----- Passage retenu

Rechercher
Rechercher

Moyen Orient et Monde - Dossier spécial/Focus

Un échiquier mondial chamboulé à cinq niveaux par le conflit syrien

Pourquoi l'onde de choc de la guerre en Syrie a été sacrément amplifiée.

Jason Reed/Reuters

Petites causes, grandes conséquences : la Syrie et le monde, c'est l'effet papillon. Si le spectre d'une « troisième guerre mondiale » pointe son nez avec insistance ces dernier mois, c'est bien parce qu'une multitude d'acteurs mondiaux sont engagés directement ou indirectement dans le conflit syrien.
Cinq ans après le début des premières manifestations en Syrie, le conflit a des répercussions sur l'ensemble de l'échiquier mondial : attentats terroristes, crise des réfugiés, prix des hydrocarbures, course au leadership mondial et guerre froide au Moyen-Orient. À mesure que le temps passe, cette guerre impacte plus d'acteurs, et plus durablement.
Alors que le conflit armé se concentre sur une parcelle territoriale restreinte, la position géographique de la Syrie, le terreau d'instabilité de la région, l'interdépendance des nations au XXIe siècle et surtout la passivité diplomatique généralisée ont produit une sacrée amplification de l'onde de choc.
Retour sur les 5 principales conséquences de la crise syrienne sur l'échiquier mondial.

La superguerre froide irano-saoudienne
Affirmer que c'est la guerre en Syrie qui a ravivé les tensions entre l'Iran et l'Arabie Saoudite ne serait pas tout à fait exact. L'accord sur le nucléaire iranien est, pour le royaume wahhabite qui craint un rééquilibrage des rapports de force dans la région en sa défaveur, une vive source d'inquiétude. L'exécution de l'ayatollah saoudien Nimr al-Nimr début janvier est également à mettre à l'actif d'une escalade des tensions entre les deux grandes puissances du Moyen-Orient.

Mais la guerre en Syrie est venue décupler tout cela. La Syrie a ceci de spécifique qu'elle agrège les principales forces chiites de la région autour du régime alaouite de Bachar el-Assad : les pasdarans iraniens, le Hezbollah libanais et les milices chiites irakiennes. En face, en soutien aux forces rebelles, l'Arabie saoudite a rassemblé en décembre 2015 les groupes de l'opposition armée contre le régime (sans représentants kurdes, mais avec les islamistes d'Ahrar al-Cham). Alors que les puissances occidentales concentrent leur attention sur l'État islamique (EI), l'Arabie saoudite veut faire tomber le régime à tout prix, en soutenant et unifiant l'opposition.

----------
----- Extraits de données

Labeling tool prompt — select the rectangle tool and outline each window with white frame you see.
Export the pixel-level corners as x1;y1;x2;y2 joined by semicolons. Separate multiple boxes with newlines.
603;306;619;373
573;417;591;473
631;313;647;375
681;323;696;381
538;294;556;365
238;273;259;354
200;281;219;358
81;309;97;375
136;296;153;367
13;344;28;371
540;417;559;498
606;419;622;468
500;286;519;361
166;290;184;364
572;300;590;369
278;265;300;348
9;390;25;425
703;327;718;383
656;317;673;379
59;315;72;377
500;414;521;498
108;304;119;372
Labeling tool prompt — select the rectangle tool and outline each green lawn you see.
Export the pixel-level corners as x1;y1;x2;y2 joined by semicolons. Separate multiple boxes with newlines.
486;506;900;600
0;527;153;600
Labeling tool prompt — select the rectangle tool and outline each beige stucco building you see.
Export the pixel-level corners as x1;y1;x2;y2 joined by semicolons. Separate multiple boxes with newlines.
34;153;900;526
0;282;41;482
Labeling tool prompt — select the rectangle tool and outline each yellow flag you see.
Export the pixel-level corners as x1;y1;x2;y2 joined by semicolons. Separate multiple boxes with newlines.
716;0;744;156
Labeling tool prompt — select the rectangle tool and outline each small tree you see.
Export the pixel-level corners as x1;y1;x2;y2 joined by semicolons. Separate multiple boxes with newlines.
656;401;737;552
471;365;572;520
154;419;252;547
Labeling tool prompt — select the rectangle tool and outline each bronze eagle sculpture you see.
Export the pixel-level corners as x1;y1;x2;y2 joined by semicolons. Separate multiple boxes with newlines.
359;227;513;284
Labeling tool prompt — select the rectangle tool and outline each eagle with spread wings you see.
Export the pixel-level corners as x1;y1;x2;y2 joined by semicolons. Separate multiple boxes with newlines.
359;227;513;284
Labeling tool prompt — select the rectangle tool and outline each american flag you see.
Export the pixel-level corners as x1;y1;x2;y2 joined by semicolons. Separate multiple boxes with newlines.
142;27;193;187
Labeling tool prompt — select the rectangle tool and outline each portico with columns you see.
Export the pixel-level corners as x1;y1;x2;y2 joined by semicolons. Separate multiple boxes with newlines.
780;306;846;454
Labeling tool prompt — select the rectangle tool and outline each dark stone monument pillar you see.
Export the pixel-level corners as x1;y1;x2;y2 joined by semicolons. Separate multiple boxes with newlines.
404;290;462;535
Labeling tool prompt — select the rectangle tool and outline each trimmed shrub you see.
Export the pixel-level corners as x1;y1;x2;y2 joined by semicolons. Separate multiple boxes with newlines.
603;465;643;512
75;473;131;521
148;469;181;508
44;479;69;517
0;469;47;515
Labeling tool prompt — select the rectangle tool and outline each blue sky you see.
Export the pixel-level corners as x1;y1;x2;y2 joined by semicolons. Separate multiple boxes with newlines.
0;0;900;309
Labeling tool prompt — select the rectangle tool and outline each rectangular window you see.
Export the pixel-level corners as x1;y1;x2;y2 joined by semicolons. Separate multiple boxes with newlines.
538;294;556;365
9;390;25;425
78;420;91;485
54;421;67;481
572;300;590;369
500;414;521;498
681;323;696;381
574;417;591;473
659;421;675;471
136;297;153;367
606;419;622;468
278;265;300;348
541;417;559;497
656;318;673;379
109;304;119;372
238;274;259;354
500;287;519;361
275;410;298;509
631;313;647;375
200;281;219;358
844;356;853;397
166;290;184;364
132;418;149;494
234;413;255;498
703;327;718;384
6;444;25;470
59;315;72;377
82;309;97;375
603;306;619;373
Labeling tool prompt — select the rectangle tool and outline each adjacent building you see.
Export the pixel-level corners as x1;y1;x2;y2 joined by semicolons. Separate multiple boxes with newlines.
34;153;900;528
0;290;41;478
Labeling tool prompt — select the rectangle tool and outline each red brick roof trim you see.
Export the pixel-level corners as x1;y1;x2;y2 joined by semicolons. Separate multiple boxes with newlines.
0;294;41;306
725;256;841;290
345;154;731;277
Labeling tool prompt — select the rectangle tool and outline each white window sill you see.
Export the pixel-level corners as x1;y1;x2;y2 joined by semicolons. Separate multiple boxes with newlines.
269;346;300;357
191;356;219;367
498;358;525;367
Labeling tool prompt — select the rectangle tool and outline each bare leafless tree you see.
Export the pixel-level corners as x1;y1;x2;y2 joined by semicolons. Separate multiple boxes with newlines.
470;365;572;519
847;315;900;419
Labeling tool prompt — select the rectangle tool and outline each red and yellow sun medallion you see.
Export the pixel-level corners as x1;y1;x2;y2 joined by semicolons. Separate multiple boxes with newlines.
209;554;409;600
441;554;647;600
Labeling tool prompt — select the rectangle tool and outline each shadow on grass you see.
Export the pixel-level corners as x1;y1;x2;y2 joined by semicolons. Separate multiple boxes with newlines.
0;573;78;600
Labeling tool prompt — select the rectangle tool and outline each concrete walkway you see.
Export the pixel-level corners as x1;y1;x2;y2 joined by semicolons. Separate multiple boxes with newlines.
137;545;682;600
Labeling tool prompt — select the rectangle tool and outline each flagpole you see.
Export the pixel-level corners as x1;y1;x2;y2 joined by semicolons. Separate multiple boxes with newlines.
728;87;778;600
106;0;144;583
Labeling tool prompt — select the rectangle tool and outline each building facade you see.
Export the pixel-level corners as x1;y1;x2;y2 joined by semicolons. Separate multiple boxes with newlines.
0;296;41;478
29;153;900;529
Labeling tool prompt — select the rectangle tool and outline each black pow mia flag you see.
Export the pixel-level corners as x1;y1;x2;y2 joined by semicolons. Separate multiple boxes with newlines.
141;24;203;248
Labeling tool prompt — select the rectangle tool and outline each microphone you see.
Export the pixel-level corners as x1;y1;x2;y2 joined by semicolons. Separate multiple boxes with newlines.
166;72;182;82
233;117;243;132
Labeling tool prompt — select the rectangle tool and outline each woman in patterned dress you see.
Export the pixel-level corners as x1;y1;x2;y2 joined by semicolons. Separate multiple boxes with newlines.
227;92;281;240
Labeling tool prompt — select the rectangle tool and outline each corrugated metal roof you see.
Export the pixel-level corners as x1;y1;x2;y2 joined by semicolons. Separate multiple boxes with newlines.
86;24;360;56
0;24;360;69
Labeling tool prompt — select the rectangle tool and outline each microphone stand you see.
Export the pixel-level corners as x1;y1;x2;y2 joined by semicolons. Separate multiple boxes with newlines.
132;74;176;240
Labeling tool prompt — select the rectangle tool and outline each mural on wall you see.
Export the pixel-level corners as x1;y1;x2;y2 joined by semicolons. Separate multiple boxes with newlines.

----------

### Tâches demandées:
(a) Dans l'article sur le conflit syrien, reformulez sous forme de liste le paragraphe qui commence par « Mais la guerre en Syrie est venue décupler tout cela », en conservant ses faits principaux.
(b) Prolongez l'article sur le conflit syrien à partir de sa dernière phrase.
Les items proviennent d'une autre source que l'article sur le conflit syrien.

### Résultats attendus:
(a)
- La guerre en Syrie a fortement amplifié les tensions entre l'Iran et l'Arabie saoudite.
- Les principales forces chiites de la région se regroupent autour du régime alaouite de Bachar el-Assad : les pasdarans iraniens, le Hezbollah libanais et les milices chiites irakiennes.
- En décembre 2015, l'Arabie saoudite a rassemblé les groupes de l'opposition armée contre le régime, sans représentants kurdes mais avec les islamistes d'Ahrar al-Cham.
- Tandis que les puissances occidentales se concentrent sur l'État islamique, l'Arabie saoudite cherche à faire tomber le régime à tout prix en soutenant et en unifiant l'opposition.

(b)
Compte tenu de l'évolution des rapports de force, particulièrement depuis l'intervention russe du 30 septembre 2015, la Syrie incarne et amplifie le retour de l'Iran comme puissance régionale aux dépens de l'Arabie saoudite.

La grande solitude de Recep Tayyip Erdogan
Depuis des siècles, la Turquie représente le point de passage entre l'Orient et l'Occident, carrefour d'hommes et de cultures. Depuis le début de la guerre en Syrie, elle est justement ce point de passage, ou d'arrivée, de millions de réfugiés qui fuient les bombardements, mais aussi de milliers de jihadistes qui cherchent à rejoindre la Syrie.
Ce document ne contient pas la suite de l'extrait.